Instructions to follow:
Write out the listing below from the line containing "green grass, dropping" to its last line, unaltered, ends included.

Excerpted data:
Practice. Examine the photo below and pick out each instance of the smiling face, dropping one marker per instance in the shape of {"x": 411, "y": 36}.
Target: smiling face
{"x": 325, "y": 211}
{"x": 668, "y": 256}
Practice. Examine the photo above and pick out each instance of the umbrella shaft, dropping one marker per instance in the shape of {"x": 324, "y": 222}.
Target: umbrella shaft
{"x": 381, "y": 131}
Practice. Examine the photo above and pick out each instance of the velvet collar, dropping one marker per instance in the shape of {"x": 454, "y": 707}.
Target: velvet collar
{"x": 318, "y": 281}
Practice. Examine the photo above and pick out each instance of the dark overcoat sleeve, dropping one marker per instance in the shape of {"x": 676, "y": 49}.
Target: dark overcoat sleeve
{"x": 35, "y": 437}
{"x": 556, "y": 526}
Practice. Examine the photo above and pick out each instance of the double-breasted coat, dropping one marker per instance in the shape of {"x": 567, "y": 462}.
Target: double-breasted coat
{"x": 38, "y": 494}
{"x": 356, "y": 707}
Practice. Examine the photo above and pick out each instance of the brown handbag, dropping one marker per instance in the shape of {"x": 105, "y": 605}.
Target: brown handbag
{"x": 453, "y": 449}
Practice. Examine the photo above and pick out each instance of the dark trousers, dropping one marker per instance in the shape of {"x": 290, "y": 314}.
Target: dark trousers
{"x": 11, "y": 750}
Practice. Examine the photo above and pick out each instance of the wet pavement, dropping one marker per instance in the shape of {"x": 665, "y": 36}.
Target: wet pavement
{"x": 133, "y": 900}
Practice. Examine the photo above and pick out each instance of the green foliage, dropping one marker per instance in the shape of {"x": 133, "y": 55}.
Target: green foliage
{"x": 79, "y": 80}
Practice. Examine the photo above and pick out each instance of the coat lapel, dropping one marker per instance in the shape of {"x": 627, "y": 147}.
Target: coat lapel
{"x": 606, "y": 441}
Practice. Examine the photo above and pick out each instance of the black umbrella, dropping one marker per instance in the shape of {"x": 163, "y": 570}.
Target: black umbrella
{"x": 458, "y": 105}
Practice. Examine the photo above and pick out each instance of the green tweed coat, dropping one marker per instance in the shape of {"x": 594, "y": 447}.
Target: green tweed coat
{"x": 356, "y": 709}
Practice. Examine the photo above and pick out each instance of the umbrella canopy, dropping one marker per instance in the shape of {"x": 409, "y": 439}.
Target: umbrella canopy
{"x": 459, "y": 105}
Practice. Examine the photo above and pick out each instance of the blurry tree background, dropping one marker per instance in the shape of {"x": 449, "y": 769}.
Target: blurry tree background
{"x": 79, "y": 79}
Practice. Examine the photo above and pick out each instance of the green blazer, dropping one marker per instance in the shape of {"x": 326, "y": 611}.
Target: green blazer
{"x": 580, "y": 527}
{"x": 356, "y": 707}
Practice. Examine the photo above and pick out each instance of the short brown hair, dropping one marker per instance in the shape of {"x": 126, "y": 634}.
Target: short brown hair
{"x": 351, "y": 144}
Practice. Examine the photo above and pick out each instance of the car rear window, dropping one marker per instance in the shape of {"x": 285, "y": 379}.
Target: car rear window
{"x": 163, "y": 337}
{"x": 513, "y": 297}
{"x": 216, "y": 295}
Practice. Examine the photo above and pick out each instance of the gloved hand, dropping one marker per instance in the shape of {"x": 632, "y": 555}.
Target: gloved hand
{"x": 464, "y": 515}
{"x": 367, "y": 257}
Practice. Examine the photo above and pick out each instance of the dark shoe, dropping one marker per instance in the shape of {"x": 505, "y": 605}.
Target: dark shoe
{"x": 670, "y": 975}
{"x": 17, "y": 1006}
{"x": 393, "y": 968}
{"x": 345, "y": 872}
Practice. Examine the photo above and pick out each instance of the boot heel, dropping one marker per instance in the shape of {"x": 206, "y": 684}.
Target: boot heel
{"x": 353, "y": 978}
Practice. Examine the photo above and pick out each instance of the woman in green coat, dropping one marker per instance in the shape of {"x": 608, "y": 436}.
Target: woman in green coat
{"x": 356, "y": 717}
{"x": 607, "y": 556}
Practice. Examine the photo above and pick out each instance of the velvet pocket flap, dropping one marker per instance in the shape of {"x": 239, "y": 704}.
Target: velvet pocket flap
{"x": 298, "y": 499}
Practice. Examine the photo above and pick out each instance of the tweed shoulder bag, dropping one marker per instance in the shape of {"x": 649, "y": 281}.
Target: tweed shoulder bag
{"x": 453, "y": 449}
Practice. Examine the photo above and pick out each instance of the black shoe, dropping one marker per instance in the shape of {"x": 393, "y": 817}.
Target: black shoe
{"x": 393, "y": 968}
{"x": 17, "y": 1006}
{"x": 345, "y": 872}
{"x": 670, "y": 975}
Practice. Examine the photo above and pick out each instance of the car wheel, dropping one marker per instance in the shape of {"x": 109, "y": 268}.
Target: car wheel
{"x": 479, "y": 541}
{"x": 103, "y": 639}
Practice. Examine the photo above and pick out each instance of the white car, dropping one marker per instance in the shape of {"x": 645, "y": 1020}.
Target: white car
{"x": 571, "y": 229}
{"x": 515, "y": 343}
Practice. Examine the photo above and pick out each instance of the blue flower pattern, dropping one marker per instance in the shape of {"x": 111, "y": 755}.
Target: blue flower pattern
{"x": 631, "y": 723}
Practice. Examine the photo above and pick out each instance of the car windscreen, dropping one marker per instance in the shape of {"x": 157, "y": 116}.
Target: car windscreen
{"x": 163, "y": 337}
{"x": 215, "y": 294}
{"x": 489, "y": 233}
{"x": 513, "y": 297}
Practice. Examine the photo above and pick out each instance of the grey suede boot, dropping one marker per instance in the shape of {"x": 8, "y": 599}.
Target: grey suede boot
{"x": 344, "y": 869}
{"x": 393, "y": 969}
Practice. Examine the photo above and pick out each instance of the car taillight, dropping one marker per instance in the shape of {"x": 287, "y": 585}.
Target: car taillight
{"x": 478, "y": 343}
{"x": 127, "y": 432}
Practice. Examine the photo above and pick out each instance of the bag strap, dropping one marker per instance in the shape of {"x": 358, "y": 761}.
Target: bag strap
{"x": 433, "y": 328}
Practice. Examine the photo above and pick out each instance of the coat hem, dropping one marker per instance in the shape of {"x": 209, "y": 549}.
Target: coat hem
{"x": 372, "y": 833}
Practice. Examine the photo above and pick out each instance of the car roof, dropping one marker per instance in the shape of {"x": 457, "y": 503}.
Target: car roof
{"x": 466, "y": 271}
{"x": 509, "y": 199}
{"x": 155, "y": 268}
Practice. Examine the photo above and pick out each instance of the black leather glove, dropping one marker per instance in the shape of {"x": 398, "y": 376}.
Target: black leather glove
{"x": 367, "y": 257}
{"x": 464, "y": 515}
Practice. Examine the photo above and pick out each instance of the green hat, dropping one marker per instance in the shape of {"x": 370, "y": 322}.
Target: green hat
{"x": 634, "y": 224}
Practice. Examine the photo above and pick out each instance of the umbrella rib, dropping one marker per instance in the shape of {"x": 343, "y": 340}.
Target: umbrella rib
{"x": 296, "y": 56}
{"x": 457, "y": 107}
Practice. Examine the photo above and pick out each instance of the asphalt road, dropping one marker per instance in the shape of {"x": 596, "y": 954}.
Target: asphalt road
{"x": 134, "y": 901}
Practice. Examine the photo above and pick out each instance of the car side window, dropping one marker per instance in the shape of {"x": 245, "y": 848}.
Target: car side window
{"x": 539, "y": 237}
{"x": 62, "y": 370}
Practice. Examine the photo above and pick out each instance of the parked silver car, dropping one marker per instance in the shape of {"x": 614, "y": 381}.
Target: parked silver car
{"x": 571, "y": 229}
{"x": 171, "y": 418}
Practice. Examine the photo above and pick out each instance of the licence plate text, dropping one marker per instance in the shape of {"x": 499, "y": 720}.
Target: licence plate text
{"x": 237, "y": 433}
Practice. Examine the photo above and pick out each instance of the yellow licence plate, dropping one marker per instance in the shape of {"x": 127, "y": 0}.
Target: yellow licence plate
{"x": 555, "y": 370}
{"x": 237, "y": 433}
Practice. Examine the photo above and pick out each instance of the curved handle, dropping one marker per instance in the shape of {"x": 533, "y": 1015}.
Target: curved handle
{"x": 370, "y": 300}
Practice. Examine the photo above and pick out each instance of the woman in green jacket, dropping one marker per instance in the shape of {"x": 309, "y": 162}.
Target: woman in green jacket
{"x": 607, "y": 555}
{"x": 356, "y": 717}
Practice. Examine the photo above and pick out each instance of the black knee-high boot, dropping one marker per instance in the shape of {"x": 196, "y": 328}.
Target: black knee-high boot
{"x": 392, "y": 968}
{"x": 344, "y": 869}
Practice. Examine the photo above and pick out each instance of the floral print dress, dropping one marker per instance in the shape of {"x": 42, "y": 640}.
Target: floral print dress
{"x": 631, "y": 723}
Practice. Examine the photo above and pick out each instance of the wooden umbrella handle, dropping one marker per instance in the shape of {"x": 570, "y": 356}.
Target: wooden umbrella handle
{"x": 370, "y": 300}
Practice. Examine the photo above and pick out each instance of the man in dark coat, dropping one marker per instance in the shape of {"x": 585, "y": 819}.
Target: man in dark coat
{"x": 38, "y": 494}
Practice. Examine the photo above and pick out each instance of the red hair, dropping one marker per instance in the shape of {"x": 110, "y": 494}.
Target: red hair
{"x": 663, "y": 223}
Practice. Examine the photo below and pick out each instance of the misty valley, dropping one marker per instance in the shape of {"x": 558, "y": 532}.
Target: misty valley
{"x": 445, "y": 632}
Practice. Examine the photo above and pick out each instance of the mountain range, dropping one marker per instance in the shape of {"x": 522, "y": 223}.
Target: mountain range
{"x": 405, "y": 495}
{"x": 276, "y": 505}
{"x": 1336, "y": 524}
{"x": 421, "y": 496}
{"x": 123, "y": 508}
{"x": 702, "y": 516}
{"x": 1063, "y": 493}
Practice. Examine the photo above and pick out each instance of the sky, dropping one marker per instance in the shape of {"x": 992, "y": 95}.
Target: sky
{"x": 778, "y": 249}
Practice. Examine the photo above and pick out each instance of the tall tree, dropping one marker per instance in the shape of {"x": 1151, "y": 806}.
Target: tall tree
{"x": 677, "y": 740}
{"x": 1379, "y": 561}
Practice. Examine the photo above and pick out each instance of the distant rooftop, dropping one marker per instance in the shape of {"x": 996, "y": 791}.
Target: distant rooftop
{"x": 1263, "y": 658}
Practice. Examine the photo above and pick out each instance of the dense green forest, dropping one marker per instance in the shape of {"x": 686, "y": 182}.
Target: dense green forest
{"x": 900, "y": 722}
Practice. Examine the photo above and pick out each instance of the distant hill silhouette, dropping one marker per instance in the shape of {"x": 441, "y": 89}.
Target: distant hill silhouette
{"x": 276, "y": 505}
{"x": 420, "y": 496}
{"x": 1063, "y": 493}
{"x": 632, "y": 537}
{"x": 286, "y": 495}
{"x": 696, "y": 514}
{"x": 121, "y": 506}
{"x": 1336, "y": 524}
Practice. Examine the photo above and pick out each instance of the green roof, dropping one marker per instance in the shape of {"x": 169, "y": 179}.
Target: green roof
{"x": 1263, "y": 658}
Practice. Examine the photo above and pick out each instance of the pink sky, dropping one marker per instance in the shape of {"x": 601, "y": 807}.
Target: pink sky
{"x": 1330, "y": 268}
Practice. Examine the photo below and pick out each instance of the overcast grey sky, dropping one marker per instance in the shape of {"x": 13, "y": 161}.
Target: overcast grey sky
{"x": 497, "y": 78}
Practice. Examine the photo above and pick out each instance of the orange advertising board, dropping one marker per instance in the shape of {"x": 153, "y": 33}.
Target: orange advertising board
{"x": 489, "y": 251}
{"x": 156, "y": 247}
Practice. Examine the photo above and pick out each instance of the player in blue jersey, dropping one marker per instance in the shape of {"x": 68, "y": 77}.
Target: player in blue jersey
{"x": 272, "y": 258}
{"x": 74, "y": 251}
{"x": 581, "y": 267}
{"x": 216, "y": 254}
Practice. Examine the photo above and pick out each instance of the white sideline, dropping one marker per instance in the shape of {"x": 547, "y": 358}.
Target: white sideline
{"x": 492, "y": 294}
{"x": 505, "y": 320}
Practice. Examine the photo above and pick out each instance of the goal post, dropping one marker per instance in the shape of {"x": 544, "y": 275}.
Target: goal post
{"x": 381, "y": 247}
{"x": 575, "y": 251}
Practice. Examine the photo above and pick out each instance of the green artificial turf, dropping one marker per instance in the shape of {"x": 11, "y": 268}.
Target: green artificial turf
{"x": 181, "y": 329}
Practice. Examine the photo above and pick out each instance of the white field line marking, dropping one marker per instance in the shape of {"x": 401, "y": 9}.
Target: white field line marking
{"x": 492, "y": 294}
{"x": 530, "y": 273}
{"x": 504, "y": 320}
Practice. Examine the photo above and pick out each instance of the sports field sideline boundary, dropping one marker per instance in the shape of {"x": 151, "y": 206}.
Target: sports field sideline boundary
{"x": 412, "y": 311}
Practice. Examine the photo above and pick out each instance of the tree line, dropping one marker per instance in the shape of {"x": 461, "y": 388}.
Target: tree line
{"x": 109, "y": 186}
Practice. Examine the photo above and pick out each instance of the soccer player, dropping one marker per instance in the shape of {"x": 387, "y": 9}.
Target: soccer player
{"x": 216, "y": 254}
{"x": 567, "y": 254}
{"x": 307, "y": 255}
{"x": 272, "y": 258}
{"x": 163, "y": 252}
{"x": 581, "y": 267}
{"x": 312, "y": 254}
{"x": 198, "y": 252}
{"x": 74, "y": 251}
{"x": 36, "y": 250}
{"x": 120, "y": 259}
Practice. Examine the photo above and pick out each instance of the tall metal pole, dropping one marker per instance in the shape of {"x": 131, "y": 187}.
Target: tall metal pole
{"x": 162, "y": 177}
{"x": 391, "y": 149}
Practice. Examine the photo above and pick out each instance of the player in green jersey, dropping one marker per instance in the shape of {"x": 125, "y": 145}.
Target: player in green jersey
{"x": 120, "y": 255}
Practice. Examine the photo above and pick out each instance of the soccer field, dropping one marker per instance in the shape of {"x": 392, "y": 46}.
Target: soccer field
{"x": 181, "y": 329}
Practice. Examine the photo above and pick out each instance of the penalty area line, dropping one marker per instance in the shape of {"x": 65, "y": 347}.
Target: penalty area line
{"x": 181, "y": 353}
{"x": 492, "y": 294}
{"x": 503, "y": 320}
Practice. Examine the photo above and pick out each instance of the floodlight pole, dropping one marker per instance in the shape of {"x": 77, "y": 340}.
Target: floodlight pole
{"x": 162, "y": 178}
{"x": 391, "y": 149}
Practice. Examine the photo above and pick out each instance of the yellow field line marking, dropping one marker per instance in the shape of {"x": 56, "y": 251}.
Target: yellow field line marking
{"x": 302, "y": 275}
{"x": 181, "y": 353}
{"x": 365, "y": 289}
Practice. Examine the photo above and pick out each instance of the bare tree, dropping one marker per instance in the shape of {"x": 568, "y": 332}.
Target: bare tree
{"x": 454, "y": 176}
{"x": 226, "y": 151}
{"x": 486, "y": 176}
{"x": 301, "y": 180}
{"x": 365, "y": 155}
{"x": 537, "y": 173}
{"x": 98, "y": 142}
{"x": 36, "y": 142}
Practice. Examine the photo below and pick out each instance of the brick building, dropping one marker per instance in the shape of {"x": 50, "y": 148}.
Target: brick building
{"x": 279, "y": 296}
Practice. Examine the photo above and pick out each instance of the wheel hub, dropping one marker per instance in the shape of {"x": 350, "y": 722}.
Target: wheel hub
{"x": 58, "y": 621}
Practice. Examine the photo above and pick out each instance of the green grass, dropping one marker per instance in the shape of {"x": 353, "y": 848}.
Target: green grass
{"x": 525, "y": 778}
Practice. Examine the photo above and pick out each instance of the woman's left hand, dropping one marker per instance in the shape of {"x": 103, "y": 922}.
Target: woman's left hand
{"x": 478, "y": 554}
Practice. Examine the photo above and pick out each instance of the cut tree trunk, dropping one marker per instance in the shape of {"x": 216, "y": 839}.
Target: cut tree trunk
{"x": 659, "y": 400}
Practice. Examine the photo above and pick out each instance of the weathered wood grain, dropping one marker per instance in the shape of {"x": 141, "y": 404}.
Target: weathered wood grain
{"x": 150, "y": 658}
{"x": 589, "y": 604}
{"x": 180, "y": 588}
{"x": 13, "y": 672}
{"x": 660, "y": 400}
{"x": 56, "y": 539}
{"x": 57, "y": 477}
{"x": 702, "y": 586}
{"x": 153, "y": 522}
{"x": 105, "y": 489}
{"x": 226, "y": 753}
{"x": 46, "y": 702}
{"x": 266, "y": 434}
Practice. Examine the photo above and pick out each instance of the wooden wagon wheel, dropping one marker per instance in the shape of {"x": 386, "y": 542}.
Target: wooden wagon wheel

Result for this exercise:
Practice. Examine the photo above and pick out each instance of the green grass, dropping one marker per instance in the shape of {"x": 353, "y": 848}.
Target: green grass
{"x": 525, "y": 778}
Practice. Examine the photo above and pick out each instance of the woman's left hand, dropping one marker per instance in the shape of {"x": 103, "y": 922}.
Target: woman's left hand
{"x": 478, "y": 554}
Practice. Examine the photo above and pick out each instance of the cut tree trunk, dropping one marker per instance in the shape of {"x": 216, "y": 839}.
Target: cut tree trunk
{"x": 659, "y": 400}
Practice. Examine the photo above and pick out each instance of the weathered wood grain, dropping one marker per instance in the shape of {"x": 141, "y": 404}.
Target: weathered wood grain
{"x": 150, "y": 658}
{"x": 589, "y": 604}
{"x": 180, "y": 588}
{"x": 13, "y": 672}
{"x": 660, "y": 400}
{"x": 56, "y": 539}
{"x": 57, "y": 477}
{"x": 702, "y": 586}
{"x": 153, "y": 522}
{"x": 105, "y": 489}
{"x": 226, "y": 753}
{"x": 46, "y": 702}
{"x": 266, "y": 434}
Practice. Examine the photo above and pick out each instance of the wooden wagon wheel, dropping one marker per instance in the shape of {"x": 386, "y": 542}.
Target: wooden wagon wheel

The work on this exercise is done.